Written exercise:
Extract every line in the items below that contains the string "yellow", copying each one in full. Case counts.

Data for this exercise:
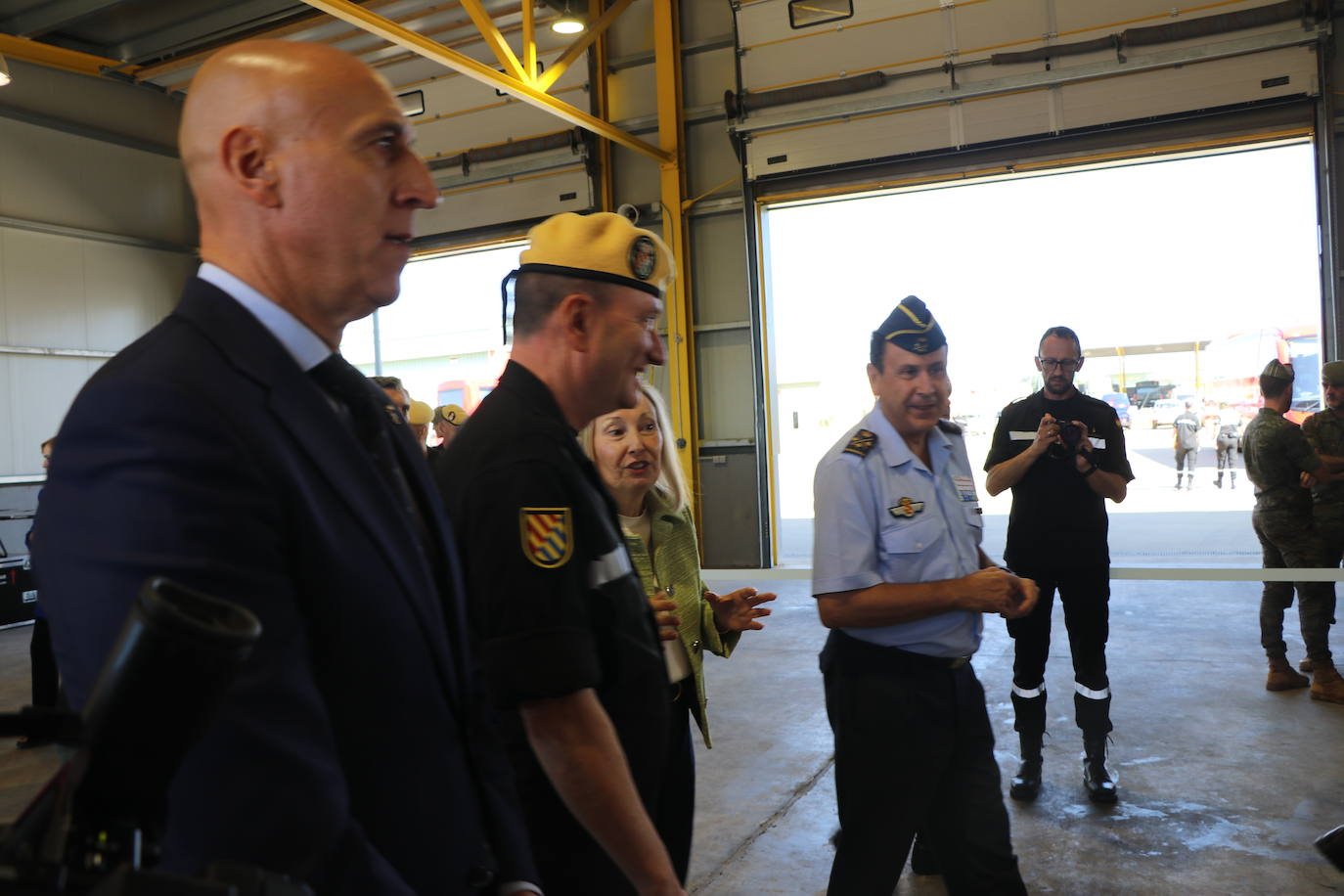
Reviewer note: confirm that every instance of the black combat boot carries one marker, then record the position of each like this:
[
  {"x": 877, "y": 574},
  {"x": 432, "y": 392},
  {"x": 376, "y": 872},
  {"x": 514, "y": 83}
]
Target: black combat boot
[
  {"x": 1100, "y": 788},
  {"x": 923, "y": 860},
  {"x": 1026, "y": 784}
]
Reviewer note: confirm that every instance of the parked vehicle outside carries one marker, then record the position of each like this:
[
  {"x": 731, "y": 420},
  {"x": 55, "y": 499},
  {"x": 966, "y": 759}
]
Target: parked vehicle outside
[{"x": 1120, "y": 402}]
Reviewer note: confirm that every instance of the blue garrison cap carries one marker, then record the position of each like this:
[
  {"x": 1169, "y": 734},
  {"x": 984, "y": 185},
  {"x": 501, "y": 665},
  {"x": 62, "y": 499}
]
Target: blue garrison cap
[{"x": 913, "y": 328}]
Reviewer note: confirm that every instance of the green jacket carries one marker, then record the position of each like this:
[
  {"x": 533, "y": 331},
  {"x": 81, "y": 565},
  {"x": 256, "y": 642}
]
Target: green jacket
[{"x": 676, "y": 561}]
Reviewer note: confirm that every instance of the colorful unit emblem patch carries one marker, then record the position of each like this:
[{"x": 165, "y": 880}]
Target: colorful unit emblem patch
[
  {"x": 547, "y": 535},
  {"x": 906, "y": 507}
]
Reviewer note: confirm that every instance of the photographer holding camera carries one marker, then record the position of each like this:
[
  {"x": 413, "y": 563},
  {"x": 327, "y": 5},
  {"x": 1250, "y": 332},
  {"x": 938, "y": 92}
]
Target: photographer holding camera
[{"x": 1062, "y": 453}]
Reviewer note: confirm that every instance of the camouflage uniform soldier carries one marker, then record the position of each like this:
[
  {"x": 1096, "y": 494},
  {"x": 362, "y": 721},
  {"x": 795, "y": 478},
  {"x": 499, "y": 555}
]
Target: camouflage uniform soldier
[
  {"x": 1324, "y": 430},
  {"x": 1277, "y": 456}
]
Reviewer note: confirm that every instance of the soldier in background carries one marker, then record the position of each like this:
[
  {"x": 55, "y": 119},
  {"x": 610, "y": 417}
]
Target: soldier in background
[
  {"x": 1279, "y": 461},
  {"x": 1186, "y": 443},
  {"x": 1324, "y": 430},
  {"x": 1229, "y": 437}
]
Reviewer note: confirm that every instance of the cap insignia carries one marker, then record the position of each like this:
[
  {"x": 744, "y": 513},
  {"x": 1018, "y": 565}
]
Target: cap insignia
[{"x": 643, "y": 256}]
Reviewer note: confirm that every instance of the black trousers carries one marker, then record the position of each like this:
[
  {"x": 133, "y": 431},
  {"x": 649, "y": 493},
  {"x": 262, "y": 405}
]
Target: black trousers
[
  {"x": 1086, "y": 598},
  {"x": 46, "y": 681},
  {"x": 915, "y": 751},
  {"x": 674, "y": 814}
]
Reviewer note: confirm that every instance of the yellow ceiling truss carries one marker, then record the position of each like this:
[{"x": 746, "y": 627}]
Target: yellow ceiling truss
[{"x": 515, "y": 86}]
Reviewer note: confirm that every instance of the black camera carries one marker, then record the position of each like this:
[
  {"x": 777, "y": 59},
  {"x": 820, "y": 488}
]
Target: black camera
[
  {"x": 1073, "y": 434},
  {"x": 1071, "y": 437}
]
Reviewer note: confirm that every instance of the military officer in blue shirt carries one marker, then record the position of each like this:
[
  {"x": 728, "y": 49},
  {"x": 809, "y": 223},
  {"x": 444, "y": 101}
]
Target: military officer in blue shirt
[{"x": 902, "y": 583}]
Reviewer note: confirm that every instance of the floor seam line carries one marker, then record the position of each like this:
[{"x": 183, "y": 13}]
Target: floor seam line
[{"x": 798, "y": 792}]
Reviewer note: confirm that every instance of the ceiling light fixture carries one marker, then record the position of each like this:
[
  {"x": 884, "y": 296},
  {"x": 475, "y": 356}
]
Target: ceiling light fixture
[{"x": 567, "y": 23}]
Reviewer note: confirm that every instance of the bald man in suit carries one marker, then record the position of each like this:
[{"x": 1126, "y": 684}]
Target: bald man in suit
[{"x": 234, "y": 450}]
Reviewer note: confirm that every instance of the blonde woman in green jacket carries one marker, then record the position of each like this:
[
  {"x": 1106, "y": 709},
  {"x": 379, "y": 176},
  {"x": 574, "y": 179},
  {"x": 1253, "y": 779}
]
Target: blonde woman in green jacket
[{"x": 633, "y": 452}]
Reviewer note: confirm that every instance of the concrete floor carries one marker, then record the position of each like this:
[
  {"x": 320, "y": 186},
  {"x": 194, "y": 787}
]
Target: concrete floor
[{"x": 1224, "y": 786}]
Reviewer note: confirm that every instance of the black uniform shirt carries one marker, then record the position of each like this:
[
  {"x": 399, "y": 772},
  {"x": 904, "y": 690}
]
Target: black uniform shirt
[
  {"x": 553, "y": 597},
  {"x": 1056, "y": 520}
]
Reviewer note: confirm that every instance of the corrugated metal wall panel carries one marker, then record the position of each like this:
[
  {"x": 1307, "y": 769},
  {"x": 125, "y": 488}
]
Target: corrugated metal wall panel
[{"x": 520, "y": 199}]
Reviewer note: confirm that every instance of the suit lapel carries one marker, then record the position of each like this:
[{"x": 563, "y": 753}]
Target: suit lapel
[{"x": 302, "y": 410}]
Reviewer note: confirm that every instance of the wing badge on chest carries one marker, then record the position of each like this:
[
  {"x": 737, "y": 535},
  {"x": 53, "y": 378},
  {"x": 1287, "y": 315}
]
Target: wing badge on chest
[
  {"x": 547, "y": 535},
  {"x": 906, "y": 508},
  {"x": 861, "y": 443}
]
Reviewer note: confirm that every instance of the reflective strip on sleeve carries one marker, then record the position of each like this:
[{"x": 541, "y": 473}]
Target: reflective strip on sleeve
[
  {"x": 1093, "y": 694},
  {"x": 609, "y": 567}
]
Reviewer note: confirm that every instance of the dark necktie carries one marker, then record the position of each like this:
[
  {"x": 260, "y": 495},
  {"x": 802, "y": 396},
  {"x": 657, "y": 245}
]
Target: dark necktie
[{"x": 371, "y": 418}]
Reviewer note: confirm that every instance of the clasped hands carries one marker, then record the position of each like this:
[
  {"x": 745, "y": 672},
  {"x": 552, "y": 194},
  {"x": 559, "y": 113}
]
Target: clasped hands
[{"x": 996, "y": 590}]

---

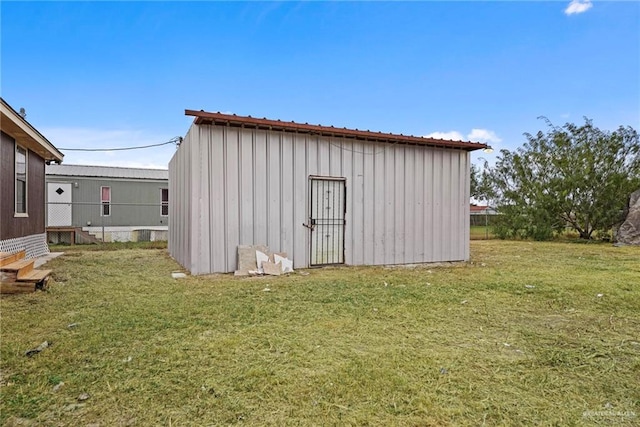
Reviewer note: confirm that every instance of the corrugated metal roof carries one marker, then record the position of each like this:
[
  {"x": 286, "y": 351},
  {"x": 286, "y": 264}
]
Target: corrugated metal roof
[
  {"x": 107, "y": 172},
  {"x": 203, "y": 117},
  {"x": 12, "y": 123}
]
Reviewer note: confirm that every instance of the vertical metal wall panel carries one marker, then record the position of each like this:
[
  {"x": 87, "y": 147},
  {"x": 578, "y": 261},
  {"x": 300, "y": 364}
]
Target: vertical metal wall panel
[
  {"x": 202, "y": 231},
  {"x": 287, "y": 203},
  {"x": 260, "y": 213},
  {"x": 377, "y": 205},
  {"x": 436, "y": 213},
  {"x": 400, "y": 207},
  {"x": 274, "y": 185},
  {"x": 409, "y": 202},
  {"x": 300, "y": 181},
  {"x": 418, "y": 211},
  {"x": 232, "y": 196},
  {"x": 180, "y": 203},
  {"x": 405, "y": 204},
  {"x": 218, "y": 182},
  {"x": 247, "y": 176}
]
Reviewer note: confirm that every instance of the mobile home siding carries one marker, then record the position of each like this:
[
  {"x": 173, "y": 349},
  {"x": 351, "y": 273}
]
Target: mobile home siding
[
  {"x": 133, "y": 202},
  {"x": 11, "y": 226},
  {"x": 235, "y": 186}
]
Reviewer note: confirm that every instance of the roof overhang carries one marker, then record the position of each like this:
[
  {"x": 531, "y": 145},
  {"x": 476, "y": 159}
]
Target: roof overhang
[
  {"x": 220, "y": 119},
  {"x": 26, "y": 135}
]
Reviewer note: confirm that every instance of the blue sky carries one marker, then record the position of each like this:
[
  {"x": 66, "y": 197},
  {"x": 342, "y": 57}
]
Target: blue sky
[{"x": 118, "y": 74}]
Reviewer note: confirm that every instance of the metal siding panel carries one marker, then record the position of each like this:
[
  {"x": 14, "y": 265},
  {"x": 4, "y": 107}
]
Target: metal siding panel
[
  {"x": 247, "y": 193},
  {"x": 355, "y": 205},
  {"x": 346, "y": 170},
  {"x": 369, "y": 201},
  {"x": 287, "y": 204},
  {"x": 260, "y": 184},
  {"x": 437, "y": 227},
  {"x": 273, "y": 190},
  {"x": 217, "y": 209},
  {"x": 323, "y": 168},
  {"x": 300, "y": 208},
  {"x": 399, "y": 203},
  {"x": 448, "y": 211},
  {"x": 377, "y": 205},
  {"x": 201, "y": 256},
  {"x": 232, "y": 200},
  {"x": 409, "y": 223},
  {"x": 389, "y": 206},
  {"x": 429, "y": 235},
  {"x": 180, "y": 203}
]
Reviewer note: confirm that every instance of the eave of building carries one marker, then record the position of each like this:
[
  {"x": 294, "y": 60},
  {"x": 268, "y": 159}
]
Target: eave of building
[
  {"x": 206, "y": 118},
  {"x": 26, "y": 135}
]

---

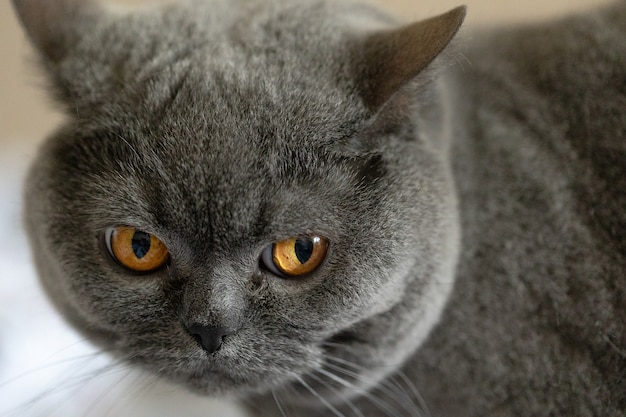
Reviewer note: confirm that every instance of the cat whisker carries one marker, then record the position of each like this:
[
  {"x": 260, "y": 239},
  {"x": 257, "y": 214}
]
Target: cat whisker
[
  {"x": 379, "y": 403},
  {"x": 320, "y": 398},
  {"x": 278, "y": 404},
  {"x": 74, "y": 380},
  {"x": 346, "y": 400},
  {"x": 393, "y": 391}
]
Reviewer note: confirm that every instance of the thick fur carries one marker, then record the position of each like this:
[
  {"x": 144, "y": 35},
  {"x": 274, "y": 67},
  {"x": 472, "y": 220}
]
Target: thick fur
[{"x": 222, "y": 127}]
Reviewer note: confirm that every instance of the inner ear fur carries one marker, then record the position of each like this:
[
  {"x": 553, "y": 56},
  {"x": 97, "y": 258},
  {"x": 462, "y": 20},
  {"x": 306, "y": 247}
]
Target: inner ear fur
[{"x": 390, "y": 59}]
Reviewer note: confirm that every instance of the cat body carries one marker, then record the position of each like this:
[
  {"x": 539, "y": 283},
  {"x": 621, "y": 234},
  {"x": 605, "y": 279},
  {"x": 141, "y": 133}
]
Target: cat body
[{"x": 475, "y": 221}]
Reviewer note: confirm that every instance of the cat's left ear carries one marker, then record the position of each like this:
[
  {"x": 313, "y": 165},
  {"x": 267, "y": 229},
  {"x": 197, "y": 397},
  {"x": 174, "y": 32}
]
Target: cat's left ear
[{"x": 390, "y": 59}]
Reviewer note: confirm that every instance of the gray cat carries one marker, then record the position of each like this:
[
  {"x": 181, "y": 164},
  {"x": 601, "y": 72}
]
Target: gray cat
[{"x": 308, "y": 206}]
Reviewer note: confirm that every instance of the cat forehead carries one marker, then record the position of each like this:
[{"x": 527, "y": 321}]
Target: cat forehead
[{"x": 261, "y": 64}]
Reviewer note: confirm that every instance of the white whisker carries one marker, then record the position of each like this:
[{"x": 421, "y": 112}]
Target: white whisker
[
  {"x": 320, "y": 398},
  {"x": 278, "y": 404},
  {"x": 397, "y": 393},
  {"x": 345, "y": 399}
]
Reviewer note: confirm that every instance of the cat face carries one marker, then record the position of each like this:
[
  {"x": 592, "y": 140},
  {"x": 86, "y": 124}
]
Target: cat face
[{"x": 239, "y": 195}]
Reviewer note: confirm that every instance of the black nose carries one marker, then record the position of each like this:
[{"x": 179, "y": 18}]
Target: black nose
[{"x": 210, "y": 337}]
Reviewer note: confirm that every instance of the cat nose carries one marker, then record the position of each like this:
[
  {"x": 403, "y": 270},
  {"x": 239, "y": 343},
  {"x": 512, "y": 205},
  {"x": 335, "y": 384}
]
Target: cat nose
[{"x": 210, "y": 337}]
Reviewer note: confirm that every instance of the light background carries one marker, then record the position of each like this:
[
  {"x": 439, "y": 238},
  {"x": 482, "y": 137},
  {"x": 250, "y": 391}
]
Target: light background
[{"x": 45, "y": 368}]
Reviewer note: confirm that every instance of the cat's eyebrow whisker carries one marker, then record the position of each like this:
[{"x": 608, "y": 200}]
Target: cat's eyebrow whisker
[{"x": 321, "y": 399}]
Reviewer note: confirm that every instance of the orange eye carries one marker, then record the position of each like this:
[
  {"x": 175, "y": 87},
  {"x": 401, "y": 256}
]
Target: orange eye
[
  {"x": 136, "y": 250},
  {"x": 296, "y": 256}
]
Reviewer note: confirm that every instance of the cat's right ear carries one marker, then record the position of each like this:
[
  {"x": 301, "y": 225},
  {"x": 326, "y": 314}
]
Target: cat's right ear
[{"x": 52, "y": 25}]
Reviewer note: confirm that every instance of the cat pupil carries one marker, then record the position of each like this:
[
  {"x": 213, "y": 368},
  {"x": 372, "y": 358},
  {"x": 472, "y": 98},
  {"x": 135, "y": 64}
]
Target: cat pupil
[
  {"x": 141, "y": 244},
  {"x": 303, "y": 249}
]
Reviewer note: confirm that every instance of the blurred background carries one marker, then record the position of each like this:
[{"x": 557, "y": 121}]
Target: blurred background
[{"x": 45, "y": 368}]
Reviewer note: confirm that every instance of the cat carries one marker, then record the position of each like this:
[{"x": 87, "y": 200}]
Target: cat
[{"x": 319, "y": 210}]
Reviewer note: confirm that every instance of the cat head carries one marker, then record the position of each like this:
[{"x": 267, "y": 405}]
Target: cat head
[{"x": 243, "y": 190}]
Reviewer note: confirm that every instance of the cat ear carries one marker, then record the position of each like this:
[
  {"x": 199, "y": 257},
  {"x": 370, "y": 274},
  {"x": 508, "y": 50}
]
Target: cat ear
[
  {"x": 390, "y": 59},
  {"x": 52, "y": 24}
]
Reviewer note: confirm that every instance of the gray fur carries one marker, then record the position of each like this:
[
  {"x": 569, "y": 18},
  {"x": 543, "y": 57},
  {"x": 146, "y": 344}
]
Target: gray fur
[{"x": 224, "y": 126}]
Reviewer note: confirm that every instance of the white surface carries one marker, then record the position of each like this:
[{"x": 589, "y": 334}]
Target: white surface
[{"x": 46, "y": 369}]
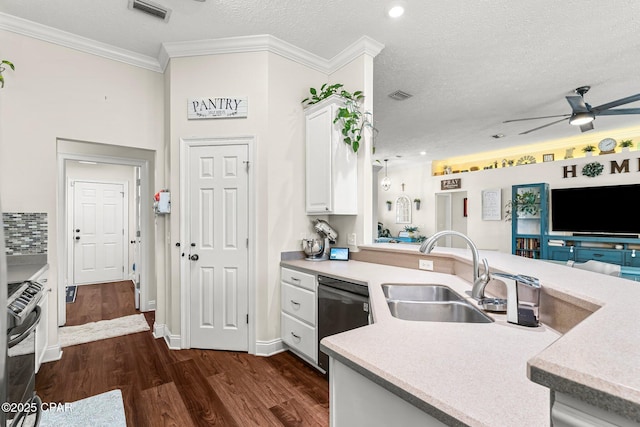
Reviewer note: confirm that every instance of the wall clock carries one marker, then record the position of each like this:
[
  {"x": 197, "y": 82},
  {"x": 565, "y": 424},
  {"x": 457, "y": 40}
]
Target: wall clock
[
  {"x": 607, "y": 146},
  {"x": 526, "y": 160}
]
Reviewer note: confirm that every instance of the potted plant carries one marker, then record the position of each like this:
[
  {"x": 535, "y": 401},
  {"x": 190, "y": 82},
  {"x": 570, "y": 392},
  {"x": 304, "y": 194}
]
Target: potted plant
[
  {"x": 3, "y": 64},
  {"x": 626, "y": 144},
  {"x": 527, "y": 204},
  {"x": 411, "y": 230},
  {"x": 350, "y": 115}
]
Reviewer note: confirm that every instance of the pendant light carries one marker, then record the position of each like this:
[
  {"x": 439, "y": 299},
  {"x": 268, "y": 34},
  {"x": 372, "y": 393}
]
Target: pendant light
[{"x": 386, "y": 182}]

Exercise solution:
Reviewer note: confirm that every instance of the yellow ceiling truss carries one marker, then record the position of each like this:
Target: yellow ceiling truss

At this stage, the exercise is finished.